--- RECORDS SHOWN ---
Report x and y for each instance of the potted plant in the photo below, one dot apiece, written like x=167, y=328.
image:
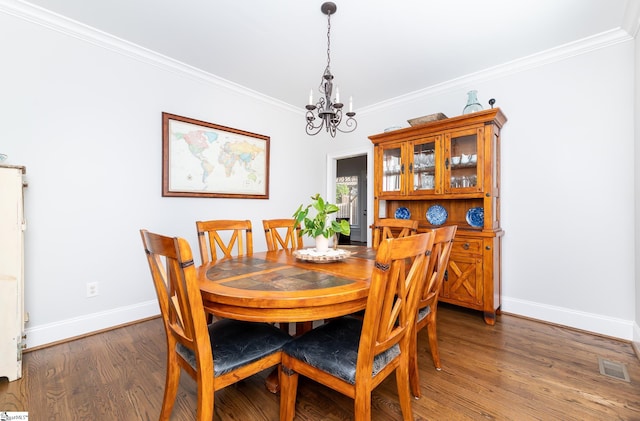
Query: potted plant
x=320, y=227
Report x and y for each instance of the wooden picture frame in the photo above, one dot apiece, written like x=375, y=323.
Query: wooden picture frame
x=201, y=159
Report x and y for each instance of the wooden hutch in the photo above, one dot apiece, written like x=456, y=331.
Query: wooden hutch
x=448, y=172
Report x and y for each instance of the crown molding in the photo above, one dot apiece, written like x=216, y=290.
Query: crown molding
x=562, y=52
x=631, y=21
x=45, y=18
x=69, y=27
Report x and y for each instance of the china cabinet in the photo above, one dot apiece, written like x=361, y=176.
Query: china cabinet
x=447, y=172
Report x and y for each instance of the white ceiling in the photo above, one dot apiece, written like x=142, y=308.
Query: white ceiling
x=379, y=49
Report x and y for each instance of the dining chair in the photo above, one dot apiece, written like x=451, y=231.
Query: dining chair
x=353, y=355
x=214, y=355
x=230, y=237
x=392, y=228
x=282, y=234
x=428, y=301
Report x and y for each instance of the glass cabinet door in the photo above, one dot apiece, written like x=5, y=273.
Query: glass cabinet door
x=423, y=165
x=392, y=170
x=463, y=161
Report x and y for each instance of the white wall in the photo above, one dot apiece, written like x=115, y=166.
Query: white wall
x=567, y=183
x=83, y=114
x=636, y=69
x=85, y=119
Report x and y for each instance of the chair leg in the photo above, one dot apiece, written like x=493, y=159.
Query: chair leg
x=433, y=344
x=404, y=394
x=362, y=405
x=288, y=391
x=170, y=388
x=414, y=376
x=303, y=327
x=204, y=411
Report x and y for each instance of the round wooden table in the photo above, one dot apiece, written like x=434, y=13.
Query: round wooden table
x=277, y=287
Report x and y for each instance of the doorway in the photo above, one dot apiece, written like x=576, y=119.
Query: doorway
x=351, y=195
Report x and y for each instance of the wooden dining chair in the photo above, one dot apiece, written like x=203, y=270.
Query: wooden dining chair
x=282, y=234
x=230, y=237
x=392, y=228
x=428, y=302
x=285, y=234
x=216, y=355
x=353, y=355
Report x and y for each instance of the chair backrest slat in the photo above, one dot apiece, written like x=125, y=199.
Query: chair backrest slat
x=210, y=240
x=282, y=234
x=392, y=228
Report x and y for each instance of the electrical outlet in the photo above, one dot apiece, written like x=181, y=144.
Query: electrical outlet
x=92, y=289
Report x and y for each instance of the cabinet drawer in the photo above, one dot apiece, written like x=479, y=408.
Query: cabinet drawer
x=467, y=246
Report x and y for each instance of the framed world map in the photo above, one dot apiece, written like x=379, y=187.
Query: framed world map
x=201, y=159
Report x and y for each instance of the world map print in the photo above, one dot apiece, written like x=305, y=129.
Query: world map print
x=215, y=161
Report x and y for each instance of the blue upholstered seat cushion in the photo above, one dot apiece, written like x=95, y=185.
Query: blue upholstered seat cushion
x=333, y=347
x=236, y=343
x=423, y=312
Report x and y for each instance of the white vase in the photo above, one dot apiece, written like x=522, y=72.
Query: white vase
x=322, y=244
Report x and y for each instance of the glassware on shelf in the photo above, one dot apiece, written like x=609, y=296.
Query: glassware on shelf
x=473, y=104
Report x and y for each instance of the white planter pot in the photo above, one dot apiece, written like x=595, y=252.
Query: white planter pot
x=322, y=243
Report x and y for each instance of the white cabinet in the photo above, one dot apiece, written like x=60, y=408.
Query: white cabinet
x=12, y=225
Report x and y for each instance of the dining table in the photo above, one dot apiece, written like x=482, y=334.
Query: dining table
x=283, y=286
x=279, y=286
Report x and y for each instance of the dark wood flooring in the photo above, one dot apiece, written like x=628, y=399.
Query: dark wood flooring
x=518, y=369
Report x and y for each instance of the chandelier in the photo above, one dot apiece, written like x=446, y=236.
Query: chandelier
x=328, y=112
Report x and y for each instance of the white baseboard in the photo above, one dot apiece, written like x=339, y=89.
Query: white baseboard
x=69, y=328
x=591, y=322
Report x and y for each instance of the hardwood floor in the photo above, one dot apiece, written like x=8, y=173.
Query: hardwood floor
x=516, y=370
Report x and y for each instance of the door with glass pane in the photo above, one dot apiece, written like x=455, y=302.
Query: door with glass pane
x=394, y=167
x=422, y=168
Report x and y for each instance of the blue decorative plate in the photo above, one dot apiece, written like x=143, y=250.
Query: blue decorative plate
x=437, y=215
x=403, y=213
x=475, y=217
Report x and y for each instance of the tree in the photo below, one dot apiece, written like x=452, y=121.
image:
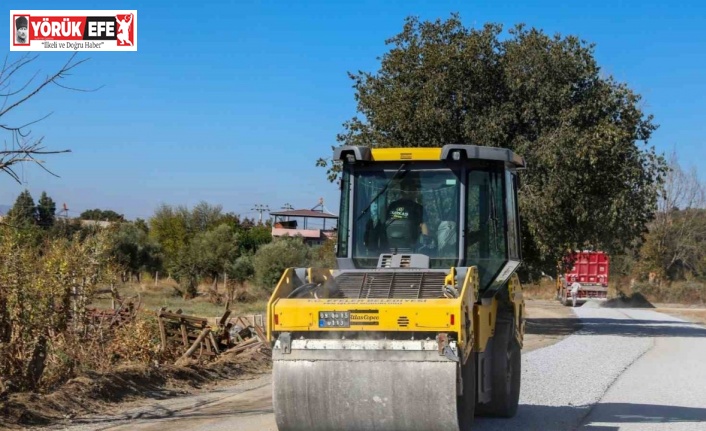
---
ASSIGNMENT: The reply is to be one number, the count of lines in the records above that contain "below".

EXERCISE RESPONSE: 2